• [WORK TO COMPLETE]
Using the crop market text, please explain why the dollar's rise on Tuesday helped crops lose momentum. Answer in one to three sentences.

• [TEXT FOR ANALYSIS]
--- START ---
The dollar's marginal rise on Tuesday – up 0.1% against a basket of currencies – was one reason for crops to lose momentum. A stronger greenback makes US exports, such as food commodities, less competitive.
Harvest progress
If investors were looking at fundamentals – and it is not clear they are playing a leading role right now – Washington's latest report on the progress of the delayed US corn and soybean harvests may have disappointed some investors too.
The data showed 89% of soybeans in the silo, with the corn harvest picking up the pace to get beyond 50% complete.
That's 17 percentage points of the harvest, equivalent to more than 700m bushels, completed in a week.
And a drier spell at the end of this week will help further progress.
Vomitoxin cap
Also talking fundamentals, there is some excitement at the cap on vomitoxin levels that is to be inserted into Chicago corn contract small print following last week's scare over the damaging fungal residue.
CME Group, the market's operators, last year introduced limits of 3 and 4 parts per million on Chicago's soft red winter wheat.
Many traders expected CME Group to introduce a cap on corn with the December contract, introducing the potential for upsets when deliveries against the lot begin in two weeks time.
--- END ---
• [DATASET CONTENT]
--- START ---
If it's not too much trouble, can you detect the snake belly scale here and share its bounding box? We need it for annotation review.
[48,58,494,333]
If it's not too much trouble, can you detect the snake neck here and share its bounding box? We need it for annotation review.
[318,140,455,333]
--- END ---
--- START ---
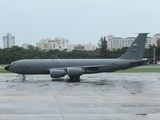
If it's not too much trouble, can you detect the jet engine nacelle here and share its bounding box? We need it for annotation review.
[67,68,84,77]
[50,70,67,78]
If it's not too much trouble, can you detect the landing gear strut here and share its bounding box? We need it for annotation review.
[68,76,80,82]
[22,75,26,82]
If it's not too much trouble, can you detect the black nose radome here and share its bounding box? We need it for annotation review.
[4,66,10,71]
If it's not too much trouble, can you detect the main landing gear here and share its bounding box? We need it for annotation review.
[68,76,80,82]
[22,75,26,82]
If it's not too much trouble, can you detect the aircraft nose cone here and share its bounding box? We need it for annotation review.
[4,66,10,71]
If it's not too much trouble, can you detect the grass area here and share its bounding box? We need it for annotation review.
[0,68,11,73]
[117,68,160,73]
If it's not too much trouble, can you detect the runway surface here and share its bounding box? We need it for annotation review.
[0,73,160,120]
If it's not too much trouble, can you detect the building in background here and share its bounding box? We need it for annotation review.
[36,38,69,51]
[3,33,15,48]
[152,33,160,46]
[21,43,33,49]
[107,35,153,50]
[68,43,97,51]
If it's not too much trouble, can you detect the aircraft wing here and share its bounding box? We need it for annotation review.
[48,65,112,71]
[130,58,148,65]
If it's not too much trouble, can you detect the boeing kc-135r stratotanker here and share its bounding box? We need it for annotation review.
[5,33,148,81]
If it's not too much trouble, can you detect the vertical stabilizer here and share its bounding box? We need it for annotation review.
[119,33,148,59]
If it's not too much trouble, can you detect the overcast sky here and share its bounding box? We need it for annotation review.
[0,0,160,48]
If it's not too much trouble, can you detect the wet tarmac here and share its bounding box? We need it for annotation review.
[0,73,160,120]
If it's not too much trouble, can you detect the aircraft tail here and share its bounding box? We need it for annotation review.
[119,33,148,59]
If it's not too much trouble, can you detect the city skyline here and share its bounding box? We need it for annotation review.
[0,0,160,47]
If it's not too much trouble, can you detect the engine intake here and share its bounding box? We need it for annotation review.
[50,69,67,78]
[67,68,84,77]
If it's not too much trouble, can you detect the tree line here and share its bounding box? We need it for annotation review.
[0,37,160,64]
--- END ---
• [SOLUTION TO THIS EXERCISE]
The dollar rose 0.1% against a basket of currencies on Tuesday. A stronger greenback makes US exports, including food commodities, less competitive, so the rise was one reason crops lost momentum.